Posted by timothy on from the you-can't-hear-me dept.

foondog writes "Here is a story over at News.com about optical cellphones. It seems that the Department of Defense has given a grant to the University of California to develop optical cellphones that are faster and more secure. This sounds a little strange to me since you would need a line of site with no obstacles in the way to use this. The article doesn't explain how this might work."

11 of 211 comments (clear)

  1. LOS by Wyatt+Earp · · Score: 5, Informative

    "It seams that the Department of Defense has given a grant to the University of California to develop optical cellphones that are faster and more secure. This sounds a little strange to me since you would need a line of site with no obsticals in the way to use this. The article doesn't explain how this might work."

    What about from a soldier/spy/diplomat straight to a comm sat?

    It's easier to get line of sight to orbit.

    1. Re:LOS by Lumpy · · Score: 1, Informative

      What about from a soldier/spy/diplomat straight to a comm sat?

      It's easier to get line of sight to orbit.

      Do you have any idea how much laser power is needed to nail a geosynch sattelite? let alone burn through the atmosphere and any possible cloud cover. Or how about the laser platform aiming and stability? a shake of less than 0.01mm in the sattelite will make the beam dance around on the planet over a 1 square mile area.

      Not.. no way, no how... not sattelite.

      --
      Do not look at laser with remaining good eye.
------------------------------------
Task requirements.
**a)** Answer these questions about the optical cellphone thread, answering each on its own line with the same marker.
(i) Which organization gave the grant, and which university received it?
(ii) What two improvements are the optical cellphones meant to offer?
(iii) In the reply, what size of satellite shake is said to make the beam move around over a 1 square mile area?
**b)** Summarize the optical cellphone thread in two sentences.
**c)** Reproduce everything in the optical cellphone thread from "1. Re:LOS by" down to "square mile area.".
------------------------------------
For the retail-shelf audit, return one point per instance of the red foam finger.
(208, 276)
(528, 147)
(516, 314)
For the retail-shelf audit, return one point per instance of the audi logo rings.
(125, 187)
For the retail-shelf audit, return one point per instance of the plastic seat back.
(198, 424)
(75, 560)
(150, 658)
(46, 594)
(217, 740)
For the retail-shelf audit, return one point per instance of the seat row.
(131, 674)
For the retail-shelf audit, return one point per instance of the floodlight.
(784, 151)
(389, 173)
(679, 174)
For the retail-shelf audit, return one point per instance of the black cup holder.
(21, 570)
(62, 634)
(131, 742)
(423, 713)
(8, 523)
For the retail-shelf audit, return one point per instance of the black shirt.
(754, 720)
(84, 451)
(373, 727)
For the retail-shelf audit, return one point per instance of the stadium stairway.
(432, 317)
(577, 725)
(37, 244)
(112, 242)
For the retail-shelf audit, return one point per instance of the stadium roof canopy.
------------------------------------
Results.
**a)**
(i) The Department of Defense gave the grant to the University of California.
(ii) They are meant to be faster and more secure.
(iii) A shake of less than 0.01mm.

**b)** A submitted story reports that the Department of Defense has given the University of California a grant to develop faster, more secure optical cellphones, and the submitter finds this strange because an unobstructed line of sight would be needed. In the comments, one reader suggests linking straight to a communications satellite, and another replies that laser power, atmosphere and cloud cover, and aiming stability rule out a satellite link.

**c)**
1. Re:LOS by Lumpy · · Score: 1, Informative

      What about from a soldier/spy/diplomat straight to a comm sat?

      It's easier to get line of sight to orbit.

      Do you have any idea how much laser power is needed to nail a geosynch sattelite? let alone burn through the atmosphere and any possible cloud cover. Or how about the laser platform aiming and stability? a shake of less than 0.01mm in the sattelite will make the beam dance around on the planet over a 1 square mile area.